>> Begin Passage given

Have you checked the mantissas? Languages simply have to conform to the IEEE requirements in terms of memory storage in which the rightmost bit (or 23 + 1 implied significant binary digits) of which (note, still subject to further exponentiation) is 1/(2^23). Have you checked how many digits 1/(2^23) will give you? 0.00000011920928955078125.
But wait! Debug.Print of 1/(2^23) in a Single outputs 1.192093E-07 (or seven significant decimal digits) while the Double of that Single is 1.19209289550781E-07 (or 15 significant decimal digits)? What mystery is this that may cause the Challenger to blow up in the sky?!?
Pretend that I made a language Graphical Basic or GB for short and this language is IEEE Single/Double compliant... pretend that it not only complies to the memory model but also religiously displays all digits of the decimal representation of the binary mantissa-exponent... because it religiously displays all digits in order to assure developers that their computations/comparisons are correct (checked via Debug.Print) and that Challenger will not blow up, the language can only Debug.Print say 1,000 (pretend value) floating point numbers per second...

>> End Passage given

What this exercise asks:
- A) Translate this sentence from the floating-point passage into Spanish: "Have you checked how many digits 1/(2^23) will give you?"
- B) Please render the records from the line with "TARGET = hand holding sign" to the last line of the records as a Markdown table with the columns Row and Line, numbering rows from 1 and omitting blank lines.
The text and the records are unrelated to each other.

>> Begin Data records

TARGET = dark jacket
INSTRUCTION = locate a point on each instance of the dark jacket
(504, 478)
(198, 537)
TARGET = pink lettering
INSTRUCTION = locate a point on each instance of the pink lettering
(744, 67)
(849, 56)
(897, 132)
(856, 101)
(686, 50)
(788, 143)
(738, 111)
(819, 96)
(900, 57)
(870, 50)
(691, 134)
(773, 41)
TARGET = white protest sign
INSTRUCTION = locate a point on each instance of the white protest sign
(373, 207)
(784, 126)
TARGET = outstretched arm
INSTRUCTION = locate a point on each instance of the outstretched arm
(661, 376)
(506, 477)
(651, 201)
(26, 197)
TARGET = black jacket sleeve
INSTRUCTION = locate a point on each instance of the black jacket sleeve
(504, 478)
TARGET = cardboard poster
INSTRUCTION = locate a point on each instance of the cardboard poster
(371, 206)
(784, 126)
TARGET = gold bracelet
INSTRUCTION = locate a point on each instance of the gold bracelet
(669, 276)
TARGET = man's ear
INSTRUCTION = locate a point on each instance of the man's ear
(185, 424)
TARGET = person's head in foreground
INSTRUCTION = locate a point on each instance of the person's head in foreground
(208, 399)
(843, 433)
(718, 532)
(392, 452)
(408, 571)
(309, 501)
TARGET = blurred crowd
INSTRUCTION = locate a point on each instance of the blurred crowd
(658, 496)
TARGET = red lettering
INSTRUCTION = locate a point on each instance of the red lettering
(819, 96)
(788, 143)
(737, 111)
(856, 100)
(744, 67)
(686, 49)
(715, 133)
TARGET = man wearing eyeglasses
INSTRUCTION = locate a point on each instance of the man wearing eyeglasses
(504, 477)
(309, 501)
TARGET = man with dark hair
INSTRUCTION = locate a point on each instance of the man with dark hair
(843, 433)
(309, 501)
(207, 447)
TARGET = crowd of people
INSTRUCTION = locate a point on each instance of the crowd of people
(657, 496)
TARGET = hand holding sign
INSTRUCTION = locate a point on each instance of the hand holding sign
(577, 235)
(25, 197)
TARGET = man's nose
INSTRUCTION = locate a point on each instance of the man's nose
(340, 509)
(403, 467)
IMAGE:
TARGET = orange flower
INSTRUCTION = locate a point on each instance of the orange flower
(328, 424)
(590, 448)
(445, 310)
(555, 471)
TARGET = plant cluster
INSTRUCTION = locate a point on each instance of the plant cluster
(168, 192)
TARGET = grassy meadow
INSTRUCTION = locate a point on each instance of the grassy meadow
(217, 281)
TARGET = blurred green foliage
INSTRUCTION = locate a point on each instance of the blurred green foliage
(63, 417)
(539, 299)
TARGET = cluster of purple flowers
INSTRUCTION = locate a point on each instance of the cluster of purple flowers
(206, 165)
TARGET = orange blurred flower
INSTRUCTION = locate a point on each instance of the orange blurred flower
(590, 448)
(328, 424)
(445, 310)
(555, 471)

>> End Data records

Correct answers:
- A) ¿Has comprobado cuántos dígitos te dará 1/(2^23)?

- B)
| Row | Line |
|---|---|
| 1 | TARGET = hand holding sign |
| 2 | INSTRUCTION = locate a point on each instance of the hand holding sign |
| 3 | (577, 235) |
| 4 | (25, 197) |
| 5 | TARGET = man's nose |
| 6 | INSTRUCTION = locate a point on each instance of the man's nose |
| 7 | (340, 509) |
| 8 | (403, 467) |
| 9 | IMAGE: |
| 10 | TARGET = orange flower |
| 11 | INSTRUCTION = locate a point on each instance of the orange flower |
| 12 | (328, 424) |
| 13 | (590, 448) |
| 14 | (445, 310) |
| 15 | (555, 471) |
| 16 | TARGET = plant cluster |
| 17 | INSTRUCTION = locate a point on each instance of the plant cluster |
| 18 | (168, 192) |
| 19 | TARGET = grassy meadow |
| 20 | INSTRUCTION = locate a point on each instance of the grassy meadow |
| 21 | (217, 281) |
| 22 | TARGET = blurred green foliage |
| 23 | INSTRUCTION = locate a point on each instance of the blurred green foliage |
| 24 | (63, 417) |
| 25 | (539, 299) |
| 26 | TARGET = cluster of purple flowers |
| 27 | INSTRUCTION = locate a point on each instance of the cluster of purple flowers |
| 28 | (206, 165) |
| 29 | TARGET = orange blurred flower |
| 30 | INSTRUCTION = locate a point on each instance of the orange blurred flower |
| 31 | (590, 448) |
| 32 | (328, 424) |
| 33 | (445, 310) |
| 34 | (555, 471) |